> _Document segment_
━━━━━━━━
I use openoffice to export it as a PDF file, and then use latex
(pdflatex) with tikz to include an image of the page in a latex
document.
The PDF created by openoffice (or the one generated by pdflatex) gives
two errors with acroread (not with xpdf). Then acroread display a blank
page and somehow hangs X. The errors are
"too few operands in path"
"an unrecognized token 820.4m was found"
What is the cause and how can I avoid/fix it ?
I have verified that removing the logo, and exporting as PDF, is fine,
so the culprit is the logo.
Also if I remove the logo and replace it with a somewhat equivalent GIF,
the export generates a well behaved PDF. But I have to play around with
the aspect ratio, and it would be a bit of a pain to do it manually all
the times.
━━━━━━━━
> _Task input_
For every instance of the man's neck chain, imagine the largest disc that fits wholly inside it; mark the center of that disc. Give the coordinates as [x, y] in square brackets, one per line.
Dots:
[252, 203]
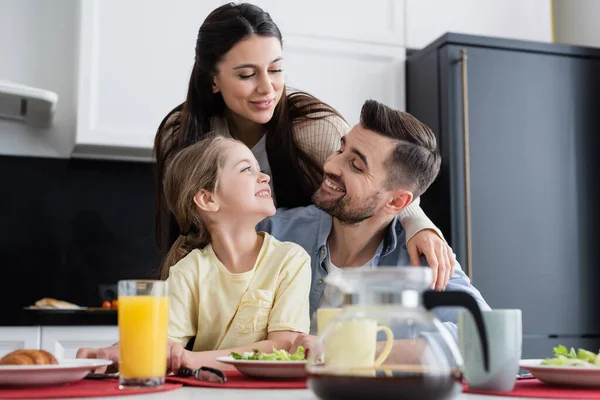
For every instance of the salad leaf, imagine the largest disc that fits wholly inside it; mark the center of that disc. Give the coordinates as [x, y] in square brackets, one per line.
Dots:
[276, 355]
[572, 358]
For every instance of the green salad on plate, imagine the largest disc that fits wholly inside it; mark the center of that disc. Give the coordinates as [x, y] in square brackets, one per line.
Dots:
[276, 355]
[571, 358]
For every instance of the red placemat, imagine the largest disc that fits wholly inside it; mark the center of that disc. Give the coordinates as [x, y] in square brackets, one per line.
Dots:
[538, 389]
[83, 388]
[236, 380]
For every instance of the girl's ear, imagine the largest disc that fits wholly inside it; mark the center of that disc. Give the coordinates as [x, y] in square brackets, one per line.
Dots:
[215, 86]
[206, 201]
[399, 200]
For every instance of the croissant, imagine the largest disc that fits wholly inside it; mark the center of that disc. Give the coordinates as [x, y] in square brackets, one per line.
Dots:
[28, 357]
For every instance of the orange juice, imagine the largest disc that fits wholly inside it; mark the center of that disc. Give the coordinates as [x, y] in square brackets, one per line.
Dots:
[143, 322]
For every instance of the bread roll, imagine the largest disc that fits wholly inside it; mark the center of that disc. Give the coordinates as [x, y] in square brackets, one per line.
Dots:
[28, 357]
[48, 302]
━━━━━━━━
> _Short task 1_
Answer these questions about the forum post on the PDF export problem:
(a) Which PDF viewer reports the two errors, and which viewer does not?
(b) What is the wording of the error about a token?
(c) What did the poster put in place of the logo to get a well-behaved PDF?
> _Short task 2_
In the listing, swap "bread roll" for "dinner roll" across the stretch from the line containing "For every instance of the orange" through the end of the listing. Write out that stretch with nothing else changed.
The technical text and the listing were taken from unrelated sources.

> _Written reply 1_
(a) Acroread reports the errors, and xpdf does not.
(b) "an unrecognized token 820.4m was found"
(c) A somewhat equivalent GIF.

> _Written reply 2_
For every instance of the orange juice, imagine the largest disc that fits wholly inside it; mark the center of that disc. Give the coordinates as [x, y] in square brackets, one per line.
Dots:
[143, 322]
For every instance of the dinner roll, imagine the largest disc that fits wholly inside it; mark the center of that disc. Give the coordinates as [x, y] in square brackets, one per line.
Dots:
[28, 357]
[48, 302]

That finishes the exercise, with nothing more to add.